Problem statement
Could you repeat the records from the start up to and including the line with "[73,18,201,29]", renaming every "shadow" to "shade" and changing nothing else? Leave the pictures out of your answer.

-- Start Recorded data --

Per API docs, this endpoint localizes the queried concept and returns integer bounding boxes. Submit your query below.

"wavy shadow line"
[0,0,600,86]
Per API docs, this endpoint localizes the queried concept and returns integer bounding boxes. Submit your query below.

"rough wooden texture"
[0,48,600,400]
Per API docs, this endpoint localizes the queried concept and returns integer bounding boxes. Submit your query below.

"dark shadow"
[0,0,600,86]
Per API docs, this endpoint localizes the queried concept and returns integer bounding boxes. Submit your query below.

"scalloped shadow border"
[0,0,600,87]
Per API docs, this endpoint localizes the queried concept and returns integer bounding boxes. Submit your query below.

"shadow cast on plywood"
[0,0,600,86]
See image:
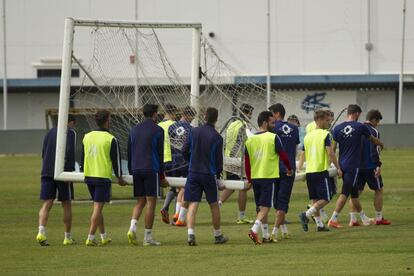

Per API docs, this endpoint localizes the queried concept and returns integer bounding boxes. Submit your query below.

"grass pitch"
[0,150,414,275]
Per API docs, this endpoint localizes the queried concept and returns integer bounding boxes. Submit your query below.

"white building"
[0,0,414,129]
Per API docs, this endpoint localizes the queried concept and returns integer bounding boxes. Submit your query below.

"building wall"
[0,92,59,129]
[0,0,414,78]
[0,0,414,129]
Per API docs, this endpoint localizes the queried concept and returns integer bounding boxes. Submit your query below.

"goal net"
[55,19,334,189]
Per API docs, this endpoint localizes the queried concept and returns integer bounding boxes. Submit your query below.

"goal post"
[55,18,336,192]
[54,18,246,189]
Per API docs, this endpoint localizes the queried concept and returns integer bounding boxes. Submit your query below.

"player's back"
[184,124,223,175]
[224,120,246,157]
[361,123,380,169]
[42,127,76,177]
[168,121,193,169]
[128,119,164,173]
[273,121,300,172]
[333,121,370,171]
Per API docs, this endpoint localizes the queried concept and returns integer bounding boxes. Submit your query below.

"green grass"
[0,150,414,275]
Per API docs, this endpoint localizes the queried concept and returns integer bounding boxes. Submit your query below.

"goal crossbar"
[73,18,201,29]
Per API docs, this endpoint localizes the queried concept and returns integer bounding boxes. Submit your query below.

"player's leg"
[219,189,234,205]
[184,173,203,246]
[368,174,391,225]
[127,173,147,245]
[161,187,177,224]
[85,180,111,246]
[36,177,57,246]
[237,190,253,224]
[143,173,161,246]
[328,169,358,228]
[85,202,105,246]
[127,196,147,245]
[187,202,199,246]
[175,188,188,227]
[272,174,295,238]
[299,172,331,232]
[173,188,184,226]
[248,179,275,244]
[205,176,228,244]
[319,177,337,224]
[57,182,75,245]
[36,199,53,246]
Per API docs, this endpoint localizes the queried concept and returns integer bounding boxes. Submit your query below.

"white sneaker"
[362,218,373,226]
[142,239,161,246]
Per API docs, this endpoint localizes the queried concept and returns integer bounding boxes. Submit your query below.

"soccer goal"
[55,18,251,189]
[55,18,336,189]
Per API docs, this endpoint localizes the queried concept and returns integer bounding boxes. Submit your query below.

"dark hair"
[347,104,362,115]
[183,106,196,116]
[288,114,300,126]
[206,107,218,125]
[240,104,254,116]
[95,109,111,128]
[257,111,273,127]
[164,104,177,116]
[269,103,286,118]
[367,109,382,121]
[142,104,158,118]
[68,114,76,123]
[313,110,330,122]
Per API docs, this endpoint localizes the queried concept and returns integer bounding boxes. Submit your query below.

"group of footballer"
[36,100,391,246]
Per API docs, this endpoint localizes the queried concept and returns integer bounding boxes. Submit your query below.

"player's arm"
[182,130,193,162]
[361,124,384,150]
[110,137,125,185]
[244,149,252,183]
[297,146,306,172]
[325,134,342,177]
[42,133,49,159]
[127,133,132,175]
[79,143,85,172]
[275,135,292,176]
[157,128,167,182]
[332,140,338,153]
[216,136,223,179]
[216,136,225,191]
[371,132,382,177]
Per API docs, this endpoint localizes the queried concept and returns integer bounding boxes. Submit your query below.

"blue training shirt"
[168,121,193,171]
[183,124,223,178]
[41,127,76,177]
[273,121,300,173]
[361,122,381,169]
[332,121,371,171]
[128,119,164,174]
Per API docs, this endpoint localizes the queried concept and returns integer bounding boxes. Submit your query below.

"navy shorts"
[357,169,384,191]
[40,176,73,201]
[341,169,359,198]
[132,172,160,197]
[226,172,241,180]
[184,172,218,204]
[306,171,331,201]
[273,173,295,213]
[85,178,112,202]
[252,178,276,208]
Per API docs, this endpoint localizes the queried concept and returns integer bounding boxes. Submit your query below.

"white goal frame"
[54,18,246,189]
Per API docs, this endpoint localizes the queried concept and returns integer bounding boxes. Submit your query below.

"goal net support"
[55,18,334,189]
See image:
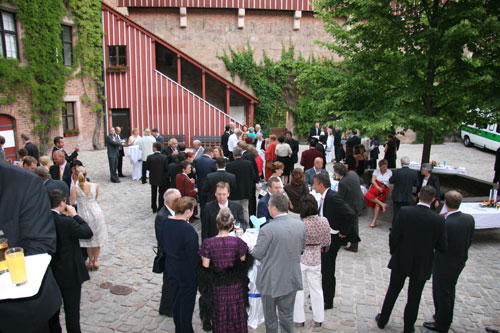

-- End Recorded data --

Answer to the problem
Per API docs, this endpoint localizes the queried concept and returns integer bounding boxes. Submit your query below.

"wavy shade line"
[0,0,600,86]
Per API docs, this endpoint localizes the queried concept and returns integer bounding boxes. Submit your query below.

"rough wooden texture"
[0,48,600,400]
Per API docs, this endpoint localizes the queried concept and returns integer bounding boxes. Submit your query below.

"dark shade"
[0,0,600,86]
Per API docs, this endpoint localizes the queried concept and returns integer bounding boxes. Submit your query below.

"scalloped shade border"
[0,0,600,87]
Per API docs, this endpoint localizes the queried concept and returns integer bounding boxes. Submit your query below.

"shade cast on plywood"
[0,0,600,86]
See image:

Per API docs, this endpoint localizes the queried concept and returns integer bounding boxes. Submit your query below.

"grass pitch"
[0,150,414,275]
Per API docs, this endpoint localizes the queried concept and returns integer bounding boxes. Submit your query below.

"white building"
[0,0,414,129]
Per API docs, this endpoint localizes the queried concept and returns integer bounding boxes. Submit your query below.

"building wall"
[0,92,59,129]
[0,0,414,78]
[0,0,414,129]
Per API docs, this endpoint localizes the queried concept and returns integer bounding boxes. Submit your query below.

"goal net"
[55,19,334,189]
Per API docs, this endpoint localizes the queried concept and returns integer bounding boxes. Submit your query below.

"goal post"
[55,18,336,192]
[54,18,246,189]
Per API docs, this endpoint localizes the queried concept and returns integer bounding boxes. Submit your query below.

"player's back"
[184,124,223,175]
[224,120,246,157]
[361,123,380,169]
[42,127,76,177]
[168,121,193,169]
[128,119,164,173]
[273,121,300,172]
[333,121,370,171]
Per API docs, this endpoint localizes the queried concept and returns integer bounding boxes. Submit your query below.

"green grass"
[0,150,414,275]
Per API docs, this endpoint localizes the queried concept and returns integer bounding boxes. Submit your query below.

"goal crossbar"
[73,18,201,29]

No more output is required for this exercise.